SHORT PROBLEM. Without skipping anything, write out each record below exactly.

EXERCISE DATA.
=======

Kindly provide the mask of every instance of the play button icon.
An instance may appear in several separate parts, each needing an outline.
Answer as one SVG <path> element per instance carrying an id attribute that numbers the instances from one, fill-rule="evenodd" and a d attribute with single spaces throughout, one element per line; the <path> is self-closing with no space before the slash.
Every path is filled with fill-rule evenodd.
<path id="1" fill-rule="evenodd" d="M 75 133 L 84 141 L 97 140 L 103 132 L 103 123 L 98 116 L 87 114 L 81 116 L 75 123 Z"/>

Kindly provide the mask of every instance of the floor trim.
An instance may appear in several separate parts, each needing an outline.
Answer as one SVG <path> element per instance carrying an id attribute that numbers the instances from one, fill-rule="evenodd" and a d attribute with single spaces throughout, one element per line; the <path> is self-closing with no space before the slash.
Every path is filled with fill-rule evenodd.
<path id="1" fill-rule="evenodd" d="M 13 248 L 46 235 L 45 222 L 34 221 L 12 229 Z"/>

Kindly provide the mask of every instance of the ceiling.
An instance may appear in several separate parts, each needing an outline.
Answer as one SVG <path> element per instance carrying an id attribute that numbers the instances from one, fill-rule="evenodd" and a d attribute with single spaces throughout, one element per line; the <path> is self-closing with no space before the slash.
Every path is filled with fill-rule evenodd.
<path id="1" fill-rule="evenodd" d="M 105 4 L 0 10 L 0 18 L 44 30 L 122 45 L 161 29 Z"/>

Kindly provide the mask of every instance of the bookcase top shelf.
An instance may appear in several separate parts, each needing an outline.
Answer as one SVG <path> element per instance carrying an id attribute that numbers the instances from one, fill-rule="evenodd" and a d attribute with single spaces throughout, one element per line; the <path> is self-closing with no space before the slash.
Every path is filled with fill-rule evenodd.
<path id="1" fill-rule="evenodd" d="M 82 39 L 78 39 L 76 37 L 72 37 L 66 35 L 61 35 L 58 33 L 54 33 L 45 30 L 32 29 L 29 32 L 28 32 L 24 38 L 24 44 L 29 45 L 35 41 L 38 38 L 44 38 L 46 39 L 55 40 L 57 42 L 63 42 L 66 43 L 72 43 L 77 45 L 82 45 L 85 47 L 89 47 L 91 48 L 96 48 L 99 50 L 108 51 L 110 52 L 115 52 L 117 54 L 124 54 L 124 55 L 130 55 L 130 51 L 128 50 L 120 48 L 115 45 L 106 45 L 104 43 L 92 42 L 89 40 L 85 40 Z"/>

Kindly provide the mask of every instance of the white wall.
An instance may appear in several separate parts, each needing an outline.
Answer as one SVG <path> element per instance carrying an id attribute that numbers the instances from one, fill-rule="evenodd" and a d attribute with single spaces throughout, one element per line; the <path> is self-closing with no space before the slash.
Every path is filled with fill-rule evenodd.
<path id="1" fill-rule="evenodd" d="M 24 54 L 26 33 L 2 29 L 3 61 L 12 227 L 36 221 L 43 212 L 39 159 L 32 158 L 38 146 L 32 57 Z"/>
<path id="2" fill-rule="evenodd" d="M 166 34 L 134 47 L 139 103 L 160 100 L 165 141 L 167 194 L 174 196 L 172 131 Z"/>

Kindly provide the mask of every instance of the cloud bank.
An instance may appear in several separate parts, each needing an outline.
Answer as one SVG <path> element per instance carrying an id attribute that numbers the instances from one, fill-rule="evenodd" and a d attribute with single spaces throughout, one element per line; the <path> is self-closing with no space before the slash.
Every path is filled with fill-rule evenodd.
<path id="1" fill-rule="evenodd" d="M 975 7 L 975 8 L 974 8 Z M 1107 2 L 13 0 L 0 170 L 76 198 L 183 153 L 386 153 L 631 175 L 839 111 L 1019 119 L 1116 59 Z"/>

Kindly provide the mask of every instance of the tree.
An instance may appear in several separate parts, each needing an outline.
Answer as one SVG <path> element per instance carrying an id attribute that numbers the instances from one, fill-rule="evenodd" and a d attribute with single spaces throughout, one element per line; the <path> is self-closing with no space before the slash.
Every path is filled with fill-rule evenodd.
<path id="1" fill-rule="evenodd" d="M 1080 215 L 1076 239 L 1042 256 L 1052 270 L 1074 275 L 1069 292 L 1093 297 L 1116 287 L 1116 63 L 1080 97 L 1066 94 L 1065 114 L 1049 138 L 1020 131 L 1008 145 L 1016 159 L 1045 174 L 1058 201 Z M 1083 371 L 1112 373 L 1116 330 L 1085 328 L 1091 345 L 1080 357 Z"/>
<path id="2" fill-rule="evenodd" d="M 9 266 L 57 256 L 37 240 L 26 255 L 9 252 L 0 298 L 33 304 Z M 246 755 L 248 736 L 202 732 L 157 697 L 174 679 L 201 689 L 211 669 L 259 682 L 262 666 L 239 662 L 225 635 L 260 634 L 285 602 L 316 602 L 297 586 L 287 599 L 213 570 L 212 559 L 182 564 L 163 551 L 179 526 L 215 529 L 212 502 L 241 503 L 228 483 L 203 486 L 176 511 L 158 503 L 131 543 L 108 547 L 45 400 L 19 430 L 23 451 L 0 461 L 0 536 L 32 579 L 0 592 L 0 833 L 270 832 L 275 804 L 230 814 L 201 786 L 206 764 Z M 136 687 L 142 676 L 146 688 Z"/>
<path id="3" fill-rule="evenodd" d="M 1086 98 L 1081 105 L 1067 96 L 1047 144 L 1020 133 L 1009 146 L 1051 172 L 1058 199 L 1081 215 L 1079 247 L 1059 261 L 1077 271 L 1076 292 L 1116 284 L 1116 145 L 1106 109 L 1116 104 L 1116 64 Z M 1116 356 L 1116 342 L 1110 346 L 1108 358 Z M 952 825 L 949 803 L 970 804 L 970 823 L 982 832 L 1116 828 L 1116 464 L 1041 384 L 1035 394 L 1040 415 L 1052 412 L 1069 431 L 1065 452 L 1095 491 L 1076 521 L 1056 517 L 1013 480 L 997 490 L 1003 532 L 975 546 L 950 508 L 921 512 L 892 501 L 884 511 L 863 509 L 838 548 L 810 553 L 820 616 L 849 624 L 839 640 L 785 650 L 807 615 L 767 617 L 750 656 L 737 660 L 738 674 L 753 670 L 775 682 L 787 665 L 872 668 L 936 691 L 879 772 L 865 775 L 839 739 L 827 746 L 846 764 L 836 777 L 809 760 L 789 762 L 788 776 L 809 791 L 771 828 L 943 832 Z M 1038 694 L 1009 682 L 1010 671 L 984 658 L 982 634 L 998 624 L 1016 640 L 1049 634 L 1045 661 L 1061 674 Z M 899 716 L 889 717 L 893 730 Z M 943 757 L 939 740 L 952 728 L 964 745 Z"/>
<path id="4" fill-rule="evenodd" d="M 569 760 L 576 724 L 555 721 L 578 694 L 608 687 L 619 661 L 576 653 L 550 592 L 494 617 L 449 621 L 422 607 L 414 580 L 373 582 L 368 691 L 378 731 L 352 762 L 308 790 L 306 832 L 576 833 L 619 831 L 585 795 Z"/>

=======

REPLY.
Kindly provide the mask of every instance of the play button icon.
An instance may appear in several separate parts, each needing an outline.
Answer as one SVG <path> element per instance carrying an id attribute that numbers the instances from one, fill-rule="evenodd" and a d attribute with single spaces throughout, one element per line; the <path> is self-closing with no space before the slash.
Every path is filled with fill-rule evenodd.
<path id="1" fill-rule="evenodd" d="M 75 133 L 84 141 L 97 140 L 103 132 L 103 123 L 98 116 L 87 114 L 81 116 L 75 123 Z"/>

Kindly provide the mask of every instance of the floor trim.
An instance may appear in several separate parts, each needing an outline.
Answer as one SVG <path> element per instance carrying an id attribute that numbers the instances from one, fill-rule="evenodd" and a d attribute with single spaces throughout, one element per line; the <path> is self-closing with no space before the slash.
Every path is filled with fill-rule evenodd.
<path id="1" fill-rule="evenodd" d="M 13 248 L 46 235 L 45 222 L 34 221 L 12 229 Z"/>

Kindly provide the mask of every instance of the ceiling.
An instance may appear in several separate parts, each needing an outline.
Answer as one SVG <path> element per instance carrying an id attribute that numbers the instances from one, fill-rule="evenodd" and a d attribute with single spaces throughout, one element per line; the <path> is self-closing with no space before the slash.
Every path is filled with fill-rule evenodd.
<path id="1" fill-rule="evenodd" d="M 105 4 L 0 10 L 0 18 L 44 30 L 122 45 L 161 29 Z"/>

Kindly provide the mask of every instance of the bookcase top shelf.
An instance may appear in several separate parts, each needing an outline.
Answer as one SVG <path> element per instance carrying an id attribute that numbers the instances from one, fill-rule="evenodd" and a d attribute with single spaces throughout, one element per line; the <path> is self-closing with no space before the slash.
Every path is filled with fill-rule evenodd.
<path id="1" fill-rule="evenodd" d="M 82 39 L 78 39 L 76 37 L 72 37 L 66 35 L 61 35 L 58 33 L 54 33 L 45 30 L 32 29 L 29 32 L 28 32 L 24 38 L 24 44 L 29 45 L 35 41 L 38 38 L 44 38 L 46 39 L 55 40 L 57 42 L 63 42 L 66 43 L 72 43 L 77 45 L 82 45 L 85 47 L 89 47 L 91 48 L 96 48 L 99 50 L 108 51 L 110 52 L 115 52 L 117 54 L 124 54 L 124 55 L 130 55 L 130 51 L 128 50 L 120 48 L 115 45 L 106 45 L 104 43 L 92 42 L 89 40 L 85 40 Z"/>

Kindly provide the mask of every instance of the white wall.
An instance may appear in several separate parts, each needing an outline.
Answer as one SVG <path> element per instance carrying an id attribute that numbers the instances from one, fill-rule="evenodd" and a d attribute with single spaces throughout, one element per line; the <path> is self-closing with no space before the slash.
Every path is filled with fill-rule evenodd.
<path id="1" fill-rule="evenodd" d="M 24 54 L 26 33 L 2 29 L 3 61 L 12 227 L 36 221 L 43 212 L 39 159 L 32 158 L 38 146 L 32 57 Z"/>
<path id="2" fill-rule="evenodd" d="M 166 34 L 134 47 L 139 103 L 160 100 L 165 141 L 167 194 L 174 196 L 172 131 Z"/>

Kindly provide the mask of every instance of the cloud bank.
An instance may appear in several separate parts, each needing an outline.
Answer as one SVG <path> element per instance carrying an id attribute that numbers the instances from one, fill-rule="evenodd" and a d attribute with single spaces throughout, one element per line; the <path> is self-closing with no space before the slash.
Every path is filled with fill-rule evenodd.
<path id="1" fill-rule="evenodd" d="M 975 7 L 975 8 L 974 8 Z M 1107 2 L 13 0 L 0 170 L 76 198 L 183 153 L 386 153 L 631 175 L 839 111 L 1019 119 L 1116 59 Z"/>

Kindly provide the mask of every instance of the tree.
An instance may appear in several separate parts, each needing an outline.
Answer as one SVG <path> element per instance carrying an id attribute that numbers the instances from one, fill-rule="evenodd" and a d attribute with single spaces throughout, one element per line; the <path> is self-closing with no space before the slash.
Every path is filled with fill-rule evenodd.
<path id="1" fill-rule="evenodd" d="M 1080 215 L 1076 239 L 1042 256 L 1052 270 L 1074 275 L 1069 292 L 1093 297 L 1116 287 L 1116 63 L 1080 97 L 1066 94 L 1065 114 L 1049 138 L 1020 131 L 1008 145 L 1016 159 L 1045 174 L 1058 201 Z M 1083 371 L 1112 373 L 1116 330 L 1085 328 L 1091 345 L 1080 357 Z"/>
<path id="2" fill-rule="evenodd" d="M 9 266 L 57 256 L 37 240 L 26 255 L 9 252 L 0 298 L 33 304 Z M 246 755 L 248 736 L 202 732 L 157 697 L 174 679 L 201 689 L 211 669 L 259 682 L 262 666 L 239 662 L 225 635 L 260 634 L 285 602 L 316 602 L 297 586 L 287 599 L 213 570 L 212 559 L 182 564 L 163 551 L 179 526 L 215 529 L 212 502 L 241 503 L 228 483 L 203 486 L 176 511 L 158 503 L 131 543 L 108 547 L 45 400 L 19 430 L 23 451 L 0 461 L 0 536 L 32 579 L 0 592 L 0 833 L 270 832 L 275 804 L 230 814 L 201 786 L 206 764 Z M 136 687 L 142 676 L 146 688 Z"/>
<path id="3" fill-rule="evenodd" d="M 1086 98 L 1081 105 L 1067 96 L 1047 144 L 1020 133 L 1009 146 L 1051 172 L 1058 199 L 1081 215 L 1079 247 L 1059 261 L 1077 271 L 1076 292 L 1116 284 L 1116 145 L 1106 109 L 1116 104 L 1116 64 Z M 1116 356 L 1116 342 L 1110 346 L 1108 358 Z M 952 825 L 949 803 L 970 804 L 970 823 L 982 832 L 1116 828 L 1116 464 L 1041 384 L 1035 394 L 1040 415 L 1052 412 L 1069 431 L 1065 452 L 1095 491 L 1076 521 L 1056 517 L 1013 480 L 997 490 L 1003 532 L 975 546 L 950 508 L 921 512 L 892 501 L 884 511 L 863 509 L 838 548 L 810 553 L 820 616 L 849 624 L 839 640 L 785 650 L 807 615 L 767 617 L 750 656 L 737 660 L 738 674 L 753 670 L 775 682 L 787 665 L 872 668 L 936 691 L 879 772 L 865 775 L 839 739 L 827 746 L 846 764 L 836 777 L 809 760 L 789 762 L 788 776 L 809 791 L 771 828 L 943 832 Z M 1038 694 L 1009 682 L 1010 671 L 984 658 L 982 634 L 998 624 L 1016 640 L 1049 634 L 1045 661 L 1061 674 Z M 899 716 L 889 717 L 893 730 Z M 943 757 L 939 740 L 952 728 L 964 745 Z"/>
<path id="4" fill-rule="evenodd" d="M 569 760 L 576 724 L 555 721 L 578 694 L 608 687 L 619 661 L 576 653 L 550 592 L 494 617 L 449 621 L 422 607 L 414 580 L 373 582 L 368 691 L 378 731 L 352 762 L 308 790 L 306 832 L 576 833 L 619 831 L 585 795 Z"/>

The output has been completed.